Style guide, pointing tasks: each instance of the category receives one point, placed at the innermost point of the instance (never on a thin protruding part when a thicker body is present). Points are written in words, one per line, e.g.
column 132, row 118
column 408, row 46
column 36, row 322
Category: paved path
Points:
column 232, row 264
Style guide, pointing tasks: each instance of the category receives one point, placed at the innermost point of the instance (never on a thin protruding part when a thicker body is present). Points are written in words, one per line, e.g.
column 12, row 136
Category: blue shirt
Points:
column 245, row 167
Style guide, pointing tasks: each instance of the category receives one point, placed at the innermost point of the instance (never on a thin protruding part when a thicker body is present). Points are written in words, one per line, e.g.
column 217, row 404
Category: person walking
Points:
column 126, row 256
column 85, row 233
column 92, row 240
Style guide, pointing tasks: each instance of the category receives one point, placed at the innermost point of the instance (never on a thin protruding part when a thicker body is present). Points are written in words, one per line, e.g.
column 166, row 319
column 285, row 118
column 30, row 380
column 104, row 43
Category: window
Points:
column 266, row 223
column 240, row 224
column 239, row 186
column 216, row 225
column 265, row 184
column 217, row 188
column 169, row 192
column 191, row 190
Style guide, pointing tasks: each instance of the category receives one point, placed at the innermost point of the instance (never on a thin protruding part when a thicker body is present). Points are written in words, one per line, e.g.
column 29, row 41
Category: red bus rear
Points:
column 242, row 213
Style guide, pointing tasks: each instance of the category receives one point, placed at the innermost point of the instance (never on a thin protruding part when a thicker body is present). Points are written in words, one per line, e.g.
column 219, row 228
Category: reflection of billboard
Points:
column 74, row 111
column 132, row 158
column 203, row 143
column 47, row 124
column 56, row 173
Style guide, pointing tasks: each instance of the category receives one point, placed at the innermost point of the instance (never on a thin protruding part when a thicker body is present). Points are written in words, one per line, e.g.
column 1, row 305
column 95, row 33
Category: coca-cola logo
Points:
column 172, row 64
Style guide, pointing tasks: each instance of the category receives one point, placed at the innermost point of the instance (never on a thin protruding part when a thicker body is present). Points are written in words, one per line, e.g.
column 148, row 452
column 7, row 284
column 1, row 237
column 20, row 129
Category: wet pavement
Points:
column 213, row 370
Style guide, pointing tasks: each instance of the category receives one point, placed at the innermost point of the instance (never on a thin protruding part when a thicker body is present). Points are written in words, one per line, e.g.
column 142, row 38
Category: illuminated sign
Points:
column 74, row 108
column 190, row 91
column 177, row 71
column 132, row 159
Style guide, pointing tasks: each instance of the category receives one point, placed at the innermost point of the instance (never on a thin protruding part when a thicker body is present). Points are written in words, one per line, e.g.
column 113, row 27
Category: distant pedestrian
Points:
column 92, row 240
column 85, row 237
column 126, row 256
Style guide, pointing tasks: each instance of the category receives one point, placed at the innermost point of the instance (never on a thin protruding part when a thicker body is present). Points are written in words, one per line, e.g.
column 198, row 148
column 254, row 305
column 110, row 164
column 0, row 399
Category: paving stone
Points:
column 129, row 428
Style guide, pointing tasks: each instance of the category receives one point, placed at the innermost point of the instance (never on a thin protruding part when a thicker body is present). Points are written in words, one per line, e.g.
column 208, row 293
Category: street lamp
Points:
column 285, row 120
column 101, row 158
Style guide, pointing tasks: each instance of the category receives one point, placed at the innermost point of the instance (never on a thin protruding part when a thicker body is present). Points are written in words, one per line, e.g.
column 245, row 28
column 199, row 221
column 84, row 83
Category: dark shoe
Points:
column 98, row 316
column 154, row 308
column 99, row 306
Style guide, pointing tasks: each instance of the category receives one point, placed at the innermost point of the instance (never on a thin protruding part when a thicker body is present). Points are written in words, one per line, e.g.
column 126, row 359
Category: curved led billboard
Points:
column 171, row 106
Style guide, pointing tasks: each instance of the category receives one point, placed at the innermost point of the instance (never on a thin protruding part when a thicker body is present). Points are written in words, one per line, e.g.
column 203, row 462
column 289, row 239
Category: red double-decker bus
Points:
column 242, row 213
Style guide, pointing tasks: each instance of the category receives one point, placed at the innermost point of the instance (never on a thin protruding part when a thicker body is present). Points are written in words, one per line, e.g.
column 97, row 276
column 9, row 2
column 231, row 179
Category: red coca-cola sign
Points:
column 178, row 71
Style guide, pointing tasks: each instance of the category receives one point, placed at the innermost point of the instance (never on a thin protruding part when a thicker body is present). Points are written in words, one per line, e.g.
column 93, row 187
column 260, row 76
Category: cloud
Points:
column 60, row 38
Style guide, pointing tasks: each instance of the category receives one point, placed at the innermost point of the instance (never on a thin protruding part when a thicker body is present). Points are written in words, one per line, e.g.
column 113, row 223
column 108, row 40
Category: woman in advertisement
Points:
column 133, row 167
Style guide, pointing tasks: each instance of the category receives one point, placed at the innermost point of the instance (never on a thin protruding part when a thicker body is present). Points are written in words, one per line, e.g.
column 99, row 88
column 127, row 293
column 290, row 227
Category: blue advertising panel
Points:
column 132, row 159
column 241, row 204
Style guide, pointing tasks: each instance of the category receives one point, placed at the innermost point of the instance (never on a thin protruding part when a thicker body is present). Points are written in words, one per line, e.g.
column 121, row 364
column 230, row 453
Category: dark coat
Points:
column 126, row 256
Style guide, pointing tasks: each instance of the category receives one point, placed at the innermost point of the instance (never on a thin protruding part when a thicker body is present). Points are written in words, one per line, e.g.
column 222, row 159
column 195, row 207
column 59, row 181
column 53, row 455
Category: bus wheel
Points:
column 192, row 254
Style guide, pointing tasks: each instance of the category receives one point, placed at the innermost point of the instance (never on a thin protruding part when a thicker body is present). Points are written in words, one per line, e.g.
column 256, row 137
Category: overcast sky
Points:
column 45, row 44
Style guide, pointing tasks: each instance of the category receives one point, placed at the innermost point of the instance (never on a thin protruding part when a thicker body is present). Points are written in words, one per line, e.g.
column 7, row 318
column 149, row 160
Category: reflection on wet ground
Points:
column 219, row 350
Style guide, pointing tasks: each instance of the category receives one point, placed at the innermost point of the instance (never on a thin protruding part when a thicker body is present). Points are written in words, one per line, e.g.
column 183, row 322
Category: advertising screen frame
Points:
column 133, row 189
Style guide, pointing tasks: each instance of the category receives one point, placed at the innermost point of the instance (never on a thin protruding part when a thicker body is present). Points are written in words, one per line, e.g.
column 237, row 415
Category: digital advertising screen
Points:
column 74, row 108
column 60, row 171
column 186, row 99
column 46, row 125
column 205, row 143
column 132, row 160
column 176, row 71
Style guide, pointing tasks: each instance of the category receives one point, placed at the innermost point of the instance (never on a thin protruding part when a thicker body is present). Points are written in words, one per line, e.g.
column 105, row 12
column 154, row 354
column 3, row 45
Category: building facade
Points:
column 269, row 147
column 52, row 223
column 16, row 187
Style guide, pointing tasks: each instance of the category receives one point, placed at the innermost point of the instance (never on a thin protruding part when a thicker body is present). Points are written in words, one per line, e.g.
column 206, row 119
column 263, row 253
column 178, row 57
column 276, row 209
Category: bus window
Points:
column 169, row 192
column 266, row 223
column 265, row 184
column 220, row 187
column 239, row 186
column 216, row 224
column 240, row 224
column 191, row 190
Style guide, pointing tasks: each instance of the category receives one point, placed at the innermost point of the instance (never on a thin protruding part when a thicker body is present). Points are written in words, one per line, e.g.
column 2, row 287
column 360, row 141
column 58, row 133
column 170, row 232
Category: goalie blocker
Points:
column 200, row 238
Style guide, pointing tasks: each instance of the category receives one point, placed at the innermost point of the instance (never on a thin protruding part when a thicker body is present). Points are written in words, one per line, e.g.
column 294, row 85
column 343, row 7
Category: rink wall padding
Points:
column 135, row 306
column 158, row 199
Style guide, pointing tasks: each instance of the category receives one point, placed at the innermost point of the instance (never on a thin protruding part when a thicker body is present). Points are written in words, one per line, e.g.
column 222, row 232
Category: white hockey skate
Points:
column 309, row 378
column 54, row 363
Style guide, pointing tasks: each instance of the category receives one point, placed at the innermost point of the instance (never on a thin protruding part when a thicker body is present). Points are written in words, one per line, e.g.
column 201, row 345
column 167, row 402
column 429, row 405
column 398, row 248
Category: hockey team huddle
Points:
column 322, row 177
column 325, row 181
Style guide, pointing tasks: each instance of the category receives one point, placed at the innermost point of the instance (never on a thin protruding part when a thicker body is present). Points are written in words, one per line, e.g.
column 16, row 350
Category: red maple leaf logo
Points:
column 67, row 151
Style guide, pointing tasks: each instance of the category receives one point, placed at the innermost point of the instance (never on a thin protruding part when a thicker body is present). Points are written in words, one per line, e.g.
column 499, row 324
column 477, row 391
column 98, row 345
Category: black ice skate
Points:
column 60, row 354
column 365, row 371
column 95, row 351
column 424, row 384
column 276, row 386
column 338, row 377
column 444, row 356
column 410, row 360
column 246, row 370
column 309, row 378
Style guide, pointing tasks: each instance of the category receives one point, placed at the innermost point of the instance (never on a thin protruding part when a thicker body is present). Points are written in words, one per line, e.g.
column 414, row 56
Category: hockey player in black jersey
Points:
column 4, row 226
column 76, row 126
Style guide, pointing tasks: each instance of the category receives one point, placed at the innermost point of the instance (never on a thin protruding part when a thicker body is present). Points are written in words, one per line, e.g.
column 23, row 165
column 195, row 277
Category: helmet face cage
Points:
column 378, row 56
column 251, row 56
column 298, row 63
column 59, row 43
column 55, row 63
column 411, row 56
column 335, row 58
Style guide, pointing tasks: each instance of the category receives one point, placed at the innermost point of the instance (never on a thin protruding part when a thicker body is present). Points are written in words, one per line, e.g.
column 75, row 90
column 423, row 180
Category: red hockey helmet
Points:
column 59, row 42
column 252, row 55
☆ ☆ ☆ ☆ ☆ ☆ ☆
Count the lines in the records above that contain the string "cola", and give only that number.

> **Answer to the task**: 2